- Goal -
Reproduce all of the records below word for word, leaving out the pictures.

── Data shown

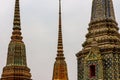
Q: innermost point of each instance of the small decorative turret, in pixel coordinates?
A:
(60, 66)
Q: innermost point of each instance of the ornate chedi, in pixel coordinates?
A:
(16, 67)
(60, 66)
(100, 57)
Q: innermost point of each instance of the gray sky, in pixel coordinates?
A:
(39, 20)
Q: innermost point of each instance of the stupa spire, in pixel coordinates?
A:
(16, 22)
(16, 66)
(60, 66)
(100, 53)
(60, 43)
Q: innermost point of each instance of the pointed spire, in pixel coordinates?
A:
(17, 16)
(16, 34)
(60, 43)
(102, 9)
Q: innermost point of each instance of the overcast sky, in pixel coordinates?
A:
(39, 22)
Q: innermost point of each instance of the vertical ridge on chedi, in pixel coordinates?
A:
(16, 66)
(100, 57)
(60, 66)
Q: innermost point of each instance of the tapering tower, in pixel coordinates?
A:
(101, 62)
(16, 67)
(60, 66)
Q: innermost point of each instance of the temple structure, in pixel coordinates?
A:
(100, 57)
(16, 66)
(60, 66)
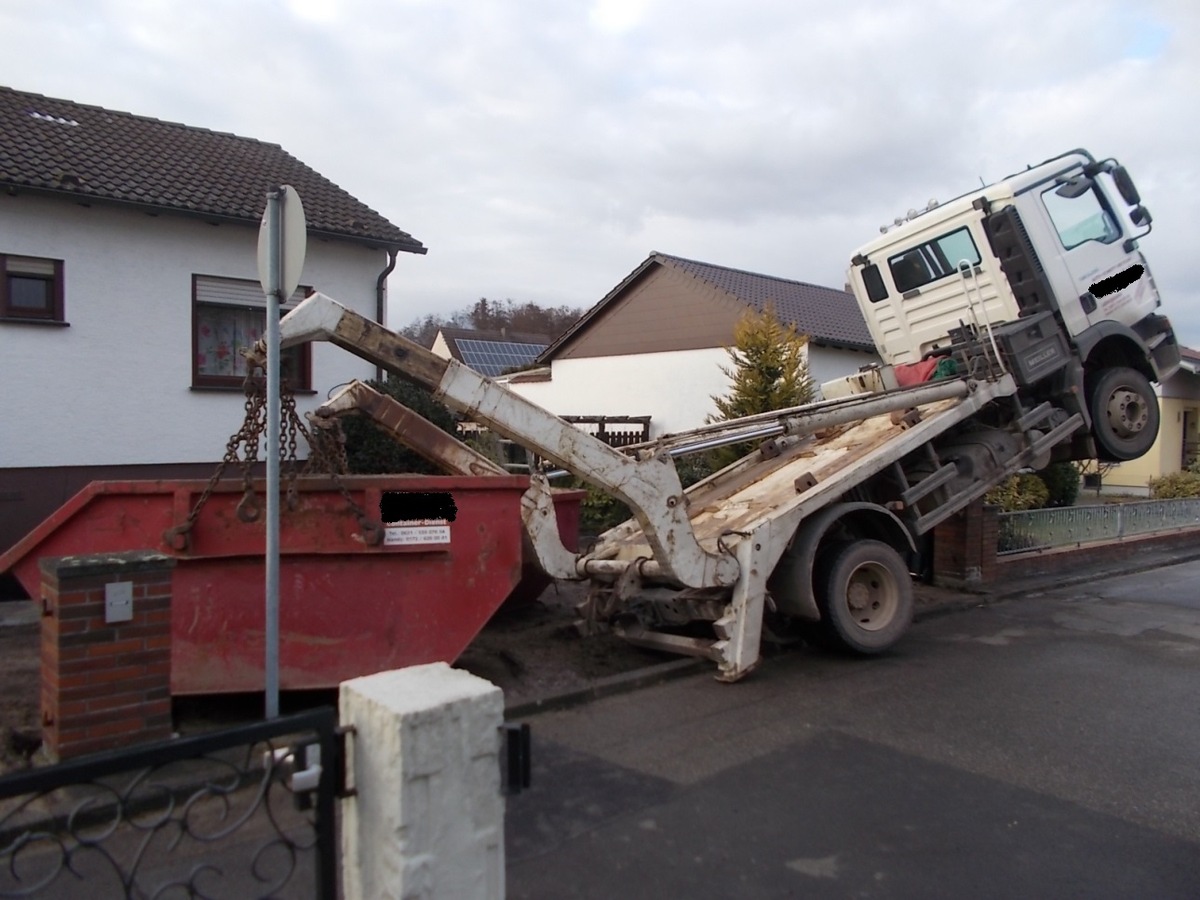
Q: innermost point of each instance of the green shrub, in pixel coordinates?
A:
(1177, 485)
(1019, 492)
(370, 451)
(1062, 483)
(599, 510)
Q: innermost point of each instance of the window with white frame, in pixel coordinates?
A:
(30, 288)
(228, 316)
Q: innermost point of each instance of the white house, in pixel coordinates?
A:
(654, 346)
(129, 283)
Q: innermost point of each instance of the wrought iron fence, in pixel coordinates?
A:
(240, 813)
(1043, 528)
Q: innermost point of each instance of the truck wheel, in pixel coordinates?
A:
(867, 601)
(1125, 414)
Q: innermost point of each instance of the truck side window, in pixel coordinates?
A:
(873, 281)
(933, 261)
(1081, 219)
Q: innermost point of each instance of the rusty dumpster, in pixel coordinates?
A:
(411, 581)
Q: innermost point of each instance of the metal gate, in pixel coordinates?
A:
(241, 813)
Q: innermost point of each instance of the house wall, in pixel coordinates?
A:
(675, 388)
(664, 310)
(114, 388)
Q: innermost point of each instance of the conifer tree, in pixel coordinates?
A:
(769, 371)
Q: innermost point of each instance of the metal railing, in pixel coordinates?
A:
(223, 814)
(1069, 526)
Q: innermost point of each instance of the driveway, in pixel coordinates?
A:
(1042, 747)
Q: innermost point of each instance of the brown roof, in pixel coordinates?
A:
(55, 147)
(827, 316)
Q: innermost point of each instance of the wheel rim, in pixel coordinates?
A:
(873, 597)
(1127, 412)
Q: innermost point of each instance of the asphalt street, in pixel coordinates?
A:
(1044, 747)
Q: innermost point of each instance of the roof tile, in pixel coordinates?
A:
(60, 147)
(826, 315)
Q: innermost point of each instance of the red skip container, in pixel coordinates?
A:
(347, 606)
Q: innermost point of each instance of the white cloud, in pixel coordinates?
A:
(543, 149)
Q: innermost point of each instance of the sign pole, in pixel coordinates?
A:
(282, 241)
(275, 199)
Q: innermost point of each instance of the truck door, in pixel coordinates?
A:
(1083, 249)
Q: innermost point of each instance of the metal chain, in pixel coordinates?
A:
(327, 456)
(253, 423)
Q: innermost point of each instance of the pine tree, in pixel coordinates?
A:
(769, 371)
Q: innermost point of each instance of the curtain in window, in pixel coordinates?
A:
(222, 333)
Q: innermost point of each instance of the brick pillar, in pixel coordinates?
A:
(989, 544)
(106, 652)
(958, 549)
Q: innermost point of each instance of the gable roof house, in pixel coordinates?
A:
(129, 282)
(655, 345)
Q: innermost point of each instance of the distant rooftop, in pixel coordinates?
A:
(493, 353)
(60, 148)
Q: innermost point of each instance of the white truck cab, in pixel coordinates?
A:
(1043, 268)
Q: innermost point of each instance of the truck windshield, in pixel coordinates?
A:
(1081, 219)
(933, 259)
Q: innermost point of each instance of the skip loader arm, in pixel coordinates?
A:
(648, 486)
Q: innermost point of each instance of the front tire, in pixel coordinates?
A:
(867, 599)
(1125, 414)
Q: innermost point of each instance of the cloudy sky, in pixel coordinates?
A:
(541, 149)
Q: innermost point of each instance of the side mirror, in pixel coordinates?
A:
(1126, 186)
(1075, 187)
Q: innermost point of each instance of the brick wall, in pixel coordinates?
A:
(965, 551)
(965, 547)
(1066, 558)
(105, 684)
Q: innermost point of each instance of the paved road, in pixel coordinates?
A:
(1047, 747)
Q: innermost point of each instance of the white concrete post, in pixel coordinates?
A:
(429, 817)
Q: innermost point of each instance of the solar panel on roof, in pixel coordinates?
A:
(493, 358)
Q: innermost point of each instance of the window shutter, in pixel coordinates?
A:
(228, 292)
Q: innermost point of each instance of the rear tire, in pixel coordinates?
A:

────

- Task answer -
Q: innermost point of each instance of the small decorative turret, in pixel coordinates?
A:
(60, 66)
Q: innermost point of each instance of the ornate chedi, in pixel coordinates?
A:
(16, 67)
(60, 66)
(100, 57)
Q: innermost point of each instance of the gray sky, in pixel coordinates?
A:
(39, 20)
Q: innermost point of each instance of the stupa spire, in pixel coordinates?
A:
(16, 22)
(16, 66)
(60, 66)
(100, 53)
(60, 43)
Q: innermost point of each instance of the pointed spire, in pixel coordinates?
A:
(17, 16)
(16, 34)
(60, 43)
(102, 9)
Q: innermost point of each instance of the overcast sky, in pixel coordinates?
A:
(39, 22)
Q: innermost point of each instance of the vertical ridge on chedi, in pixel coordinates?
A:
(16, 66)
(100, 57)
(60, 66)
Q: innermost point of each instance of the tapering tower, in pixel coordinates?
A:
(101, 62)
(16, 67)
(60, 66)
Q: innermost point of each instance of the temple structure, in pixel coordinates?
A:
(100, 57)
(16, 66)
(60, 66)
Q: innermost point of each instance of the green shrub, in pixel coordinates?
A:
(1177, 485)
(1019, 492)
(370, 451)
(1062, 483)
(599, 510)
Q: innermost point of each instance of the window with white frame, in pixel coordinates?
A:
(30, 288)
(228, 316)
Q: innermost point of each instance of the white house, in pixel coordinates?
A:
(654, 346)
(129, 283)
Q: innermost point of each instance of the wrought iron fence, in pixel coordinates?
A:
(240, 813)
(1043, 528)
Q: innermost point of each instance of the truck wheel, in pixel coordinates?
A:
(867, 601)
(1125, 414)
Q: innermost point of each instance of the truck side window, in pixel coordinates?
A:
(873, 281)
(933, 261)
(1081, 219)
Q: innermost point of each instance of the rusty dumpster, in pixel coordinates?
A:
(411, 581)
Q: innermost point of each instance of the metal gate, in pixel coordinates?
A:
(241, 813)
Q: innermost point of each instance of the house wall, in pixel coordinates?
A:
(675, 388)
(664, 310)
(114, 388)
Q: innermost point of each instance of the conifer tree, in pixel coordinates?
A:
(769, 371)
Q: innermost point of each instance of the metal railing, in pixel coordinates?
A:
(223, 814)
(1069, 526)
Q: innermost point of each instance of the driveway, in pixel coordinates?
A:
(1042, 747)
Q: innermost point of each instance of the brown roof, in pixel coordinates?
A:
(55, 147)
(827, 316)
Q: innermost point of each instance of the wheel rim, in pixel coordinates?
A:
(873, 597)
(1127, 412)
Q: innermost point of each instance of the asphalt street, in pixel coordinates?
A:
(1044, 747)
Q: innermost point of each instance of the roof tile, in pixel coordinates?
A:
(60, 147)
(826, 315)
Q: innermost point of each instance of the red skip container, in pixel coordinates?
A:
(347, 606)
Q: innermost point of each instance of the white cloud, in pixel coordinates?
A:
(543, 149)
Q: innermost point of each instance of the sign pole, in pixel coordinates?
A:
(282, 241)
(275, 199)
Q: innermost point of each instance of the truck door, in pixel coordinates?
A:
(1083, 249)
Q: innermost point of each instance of the metal chain, in pixel coordinates?
A:
(327, 456)
(253, 423)
Q: innermost point of each instance of the pine tree, in pixel coordinates?
A:
(769, 371)
Q: innermost point of each instance of the curtain in window, in pixel coordinates?
A:
(222, 333)
Q: innermost point of each instance of the brick pillar, in pixel coordinates?
A:
(989, 544)
(106, 652)
(958, 549)
Q: innermost point of each instance of the gable roof house, in pixel coordinates?
A:
(129, 282)
(655, 345)
Q: innermost point of each instance of the distant rooftop, in pixel coordinates?
A:
(493, 353)
(60, 148)
Q: innermost point of each instance of the white truck cab, in pixel coordinates?
A:
(1043, 268)
Q: innermost point of each instance of the truck windshield, in pixel coordinates?
A:
(1081, 219)
(933, 259)
Q: innermost point of each instance of the skip loader arm, in pixel coordinates?
A:
(648, 486)
Q: innermost point of each instance of the front tire, in pixel coordinates?
A:
(867, 599)
(1125, 414)
Q: innermost point of each instance of the cloudy sky, in pixel coordinates?
A:
(541, 149)
Q: innermost point of each instance of the side mirror, in pixel coordinates?
A:
(1126, 186)
(1075, 187)
Q: innermost point of each instance of the brick wall, in pixel coordinates?
A:
(965, 551)
(965, 547)
(1066, 558)
(105, 684)
Q: innermost point of each instance of the paved road, in pixel coordinates?
A:
(1047, 747)
Q: innermost point of each instance of the white concrete post, in pixel coordinates?
A:
(429, 817)
Q: innermost point of each instance of the solar panel on roof, in pixel coordinates?
A:
(493, 358)
Q: innermost point of each instance of the window shutter, in pixel coordinates?
A:
(228, 292)
Q: innermost point of each instance of the rear tire, in pixel coordinates?
A:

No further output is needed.